L’Union européenne, un laboratoire d’innovations pour mener à bien la transition écologique
Le pacte vert pour l’Europe a le mérite d’initier des chantiers législatifs qui vont dans le sens d’une économie au service de l’environnement et de la société. Prenons deux exemples. D’une part, la taxonomie verte européenne est une classification qui permet de déterminer si une activité économique est durable en fonction de critères fondés sur : le climat, l’eau, la biodiversité, l’air, l’économie circulaire et le social. 11 000 entreprises et institutions financières sont soumises à ce reporting depuis janvier 2022. Ce cadre de lecture commun, bien qu’imparfait, est un progrès significatif qui a déjà inspiré plusieurs pays.
D’autre part, la prochaine directive sur la publication d’informations en matière de durabilité par les entreprises (CSRD) entrera en vigueur en 2024 et concernera progressivement 50 000 acteurs. Le but est de renforcer les règles existantes pour mieux informer les investisseurs sur l’impact des organisations sur l’environnement, sur les droits humains et sur la gouvernance. Par exemple, les entreprises devront publier, entre autres, leurs plans de réduction d’émissions de gaz à effet de serre alignés sur l’Accord de Paris, leurs stratégies d’adaptation au dérèglement climatique et leurs actions de protection de la biodiversité fondées sur le post-2020 Global Biodiversity Framework.
Repenser les fondements de la croissance et donc de l’économie
L’approche européenne multicritère de la transition écologique est un signal positif, mais il est nécessaire d’aller encore plus loin pour faire face au changement climatique, à l’effondrement de la biodiversité et à la pollution de l’air, des sols et des océans. La croissance actuelle, nourrie par la consommation d’énergies fossiles (charbon, gaz naturel et pétrole), court à sa perte, dans un monde où le dérèglement climatique s’accélère et où l’énergie est de plus en plus difficile à extraire.
L’économie doit réorienter ses priorités pour retrouver son sens étymologique : oikos/nomos en grec, soit la « gestion de la maison ». Elle doit motiver d’autres formes de croissances que celle du capital : régénérer les écosystèmes dégradés, passer d’un modèle de production linéaire à une approche circulaire, locale et bas-carbone, développer le bien-être et la justice sociale. La vision de la Fondation Ellen MacArthur est intéressante en ce sens.
Ainsi, repenser les indicateurs de performance de l’économie est essentiel. L’Union européenne est à l’œuvre dans le cadre du 8ème programme d’action pour l’environnement. Le cap est fixé. Les actions restent à réaliser.

Données fournies
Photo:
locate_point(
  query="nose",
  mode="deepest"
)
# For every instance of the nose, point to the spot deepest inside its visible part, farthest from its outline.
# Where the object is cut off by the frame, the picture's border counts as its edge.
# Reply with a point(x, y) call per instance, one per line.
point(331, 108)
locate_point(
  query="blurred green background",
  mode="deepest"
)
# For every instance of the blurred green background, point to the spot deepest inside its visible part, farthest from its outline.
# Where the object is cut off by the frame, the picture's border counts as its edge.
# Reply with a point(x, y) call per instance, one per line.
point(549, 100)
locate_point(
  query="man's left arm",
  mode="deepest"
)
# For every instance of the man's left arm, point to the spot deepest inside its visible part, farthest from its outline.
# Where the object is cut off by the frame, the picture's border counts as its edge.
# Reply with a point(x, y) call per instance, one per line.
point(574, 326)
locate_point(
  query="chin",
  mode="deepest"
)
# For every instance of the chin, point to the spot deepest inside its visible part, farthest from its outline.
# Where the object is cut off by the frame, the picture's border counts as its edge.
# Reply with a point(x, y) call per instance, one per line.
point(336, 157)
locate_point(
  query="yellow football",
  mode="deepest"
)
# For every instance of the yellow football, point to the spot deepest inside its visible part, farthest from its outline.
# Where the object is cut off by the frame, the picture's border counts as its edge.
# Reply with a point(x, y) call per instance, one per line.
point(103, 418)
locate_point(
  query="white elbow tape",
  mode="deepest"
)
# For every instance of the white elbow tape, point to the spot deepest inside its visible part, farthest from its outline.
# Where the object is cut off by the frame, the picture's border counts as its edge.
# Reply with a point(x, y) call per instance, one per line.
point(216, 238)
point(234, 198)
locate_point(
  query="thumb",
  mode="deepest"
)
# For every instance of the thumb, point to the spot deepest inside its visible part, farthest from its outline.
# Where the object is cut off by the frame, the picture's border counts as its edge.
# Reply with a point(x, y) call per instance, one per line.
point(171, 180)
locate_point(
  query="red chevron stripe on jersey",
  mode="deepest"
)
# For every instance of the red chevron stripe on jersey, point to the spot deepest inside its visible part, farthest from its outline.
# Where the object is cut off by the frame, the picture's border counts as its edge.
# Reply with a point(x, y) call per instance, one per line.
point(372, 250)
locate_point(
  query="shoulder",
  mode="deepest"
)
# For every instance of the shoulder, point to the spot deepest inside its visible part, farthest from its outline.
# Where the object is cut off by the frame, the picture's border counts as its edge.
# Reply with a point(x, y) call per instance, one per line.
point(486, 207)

Énoncé 1
D'après le texte, combien d'entreprises et d'institutions financières sont soumises au reporting de la taxonomie verte européenne depuis janvier 2022 ?
Énoncé 2
Recopiez à l'identique le passage du listing qui va de son début jusqu'à la ligne contenant « point(103, 418) », celle-ci incluse.
Le texte et le listing forment deux documents distincts.

Réponse 1
11 000 entreprises et institutions financières.

Réponse 2
Photo:
locate_point(
  query="nose",
  mode="deepest"
)
# For every instance of the nose, point to the spot deepest inside its visible part, farthest from its outline.
# Where the object is cut off by the frame, the picture's border counts as its edge.
# Reply with a point(x, y) call per instance, one per line.
point(331, 108)
locate_point(
  query="blurred green background",
  mode="deepest"
)
# For every instance of the blurred green background, point to the spot deepest inside its visible part, farthest from its outline.
# Where the object is cut off by the frame, the picture's border counts as its edge.
# Reply with a point(x, y) call per instance, one per line.
point(549, 100)
locate_point(
  query="man's left arm",
  mode="deepest"
)
# For every instance of the man's left arm, point to the spot deepest inside its visible part, farthest from its outline.
# Where the object is cut off by the frame, the picture's border counts as its edge.
# Reply with a point(x, y) call per instance, one per line.
point(574, 326)
locate_point(
  query="chin",
  mode="deepest"
)
# For every instance of the chin, point to the spot deepest inside its visible part, farthest from its outline.
# Where the object is cut off by the frame, the picture's border counts as its edge.
# Reply with a point(x, y) call per instance, one per line.
point(336, 157)
locate_point(
  query="yellow football",
  mode="deepest"
)
# For every instance of the yellow football, point to the spot deepest inside its visible part, farthest from its outline.
# Where the object is cut off by the frame, the picture's border counts as its edge.
# Reply with a point(x, y) call per instance, one per line.
point(103, 418)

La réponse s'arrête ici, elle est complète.